- **What is required**
Once the line containing "Where can the sky" is found in the entries below, restate it and each following line word for word, stopping after the line containing "Where can the front".

- **Provided data**
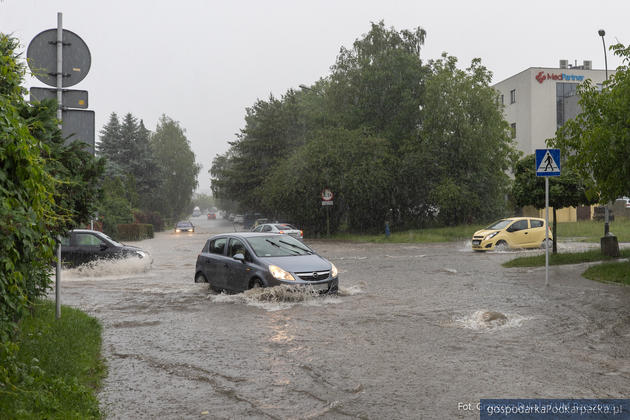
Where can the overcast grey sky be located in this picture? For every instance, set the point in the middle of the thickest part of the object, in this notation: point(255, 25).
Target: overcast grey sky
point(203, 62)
...
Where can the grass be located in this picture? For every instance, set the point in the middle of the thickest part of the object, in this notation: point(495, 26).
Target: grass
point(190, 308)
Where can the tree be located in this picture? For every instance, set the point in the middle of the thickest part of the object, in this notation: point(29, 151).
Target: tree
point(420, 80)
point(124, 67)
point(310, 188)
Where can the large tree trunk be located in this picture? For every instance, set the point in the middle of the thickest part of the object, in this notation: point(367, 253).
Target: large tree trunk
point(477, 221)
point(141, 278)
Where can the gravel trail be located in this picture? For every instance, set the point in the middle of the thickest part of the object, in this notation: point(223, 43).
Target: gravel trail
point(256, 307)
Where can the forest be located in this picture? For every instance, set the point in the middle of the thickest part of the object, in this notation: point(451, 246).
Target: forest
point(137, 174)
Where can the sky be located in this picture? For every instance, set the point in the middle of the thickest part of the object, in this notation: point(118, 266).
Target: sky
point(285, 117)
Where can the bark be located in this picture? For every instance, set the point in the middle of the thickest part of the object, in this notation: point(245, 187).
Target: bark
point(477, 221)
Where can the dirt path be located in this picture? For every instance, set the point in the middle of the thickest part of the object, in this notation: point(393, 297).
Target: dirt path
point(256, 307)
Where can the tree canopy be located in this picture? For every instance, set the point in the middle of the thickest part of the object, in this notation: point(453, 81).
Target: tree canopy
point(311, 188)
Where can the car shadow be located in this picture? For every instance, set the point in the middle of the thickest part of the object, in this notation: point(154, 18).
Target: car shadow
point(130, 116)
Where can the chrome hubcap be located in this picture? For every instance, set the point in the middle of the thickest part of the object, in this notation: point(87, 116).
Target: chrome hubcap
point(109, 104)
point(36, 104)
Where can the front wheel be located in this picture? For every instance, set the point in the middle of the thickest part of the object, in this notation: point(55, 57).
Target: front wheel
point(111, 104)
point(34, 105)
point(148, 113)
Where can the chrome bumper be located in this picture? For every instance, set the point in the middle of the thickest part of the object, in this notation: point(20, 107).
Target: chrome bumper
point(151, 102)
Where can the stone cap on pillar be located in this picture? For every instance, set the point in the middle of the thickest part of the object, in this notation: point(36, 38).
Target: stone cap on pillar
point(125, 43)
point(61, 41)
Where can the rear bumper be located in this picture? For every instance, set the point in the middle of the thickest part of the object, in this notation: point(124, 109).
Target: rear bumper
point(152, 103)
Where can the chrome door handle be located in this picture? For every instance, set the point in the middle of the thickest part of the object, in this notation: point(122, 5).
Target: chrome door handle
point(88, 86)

- **Solution for this exercise**
Where can the sky be located in this picture? For every instance, set the point in the middle of the thickest part of the object, in this notation: point(118, 266).
Target: sky
point(285, 117)
Where can the bark be located in this picture? For every instance, set the point in the middle of the thickest part of the object, in this notation: point(245, 187).
Target: bark
point(477, 221)
Where can the dirt path be located in this picture? For every instance, set the point in the middle of the thickest part of the object, in this notation: point(393, 297).
Target: dirt path
point(256, 307)
Where can the tree canopy be located in this picture? For every instance, set the point in the middle of the thickest part of the object, in this notation: point(453, 81).
Target: tree canopy
point(311, 188)
Where can the car shadow be located in this picture? For every instance, set the point in the middle of the thickest part of the object, in this notation: point(154, 18).
Target: car shadow
point(130, 116)
Where can the chrome hubcap be located in this picture? For every instance, set the point in the middle of the thickest part of the object, in this notation: point(87, 116).
Target: chrome hubcap
point(109, 104)
point(36, 104)
Where can the front wheel be located in this picture? For every instance, set the point in the middle of the thickest part of the object, in this notation: point(55, 57).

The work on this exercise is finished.